Records for processing start
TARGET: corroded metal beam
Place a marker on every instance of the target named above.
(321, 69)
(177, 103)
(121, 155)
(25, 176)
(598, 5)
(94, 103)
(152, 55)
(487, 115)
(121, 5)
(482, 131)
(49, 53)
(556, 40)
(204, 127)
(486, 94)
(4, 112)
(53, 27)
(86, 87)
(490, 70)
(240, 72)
Records for processing end
* _Brief_:
Copy the lines above character for character, with nothing added or left out.

* _Full solution_:
TARGET: corroded metal beam
Place a marker on every instance of the target named above.
(321, 69)
(177, 103)
(121, 155)
(25, 176)
(598, 5)
(94, 103)
(152, 55)
(487, 115)
(121, 5)
(482, 131)
(49, 53)
(556, 40)
(204, 127)
(486, 94)
(4, 112)
(53, 27)
(86, 87)
(490, 70)
(240, 72)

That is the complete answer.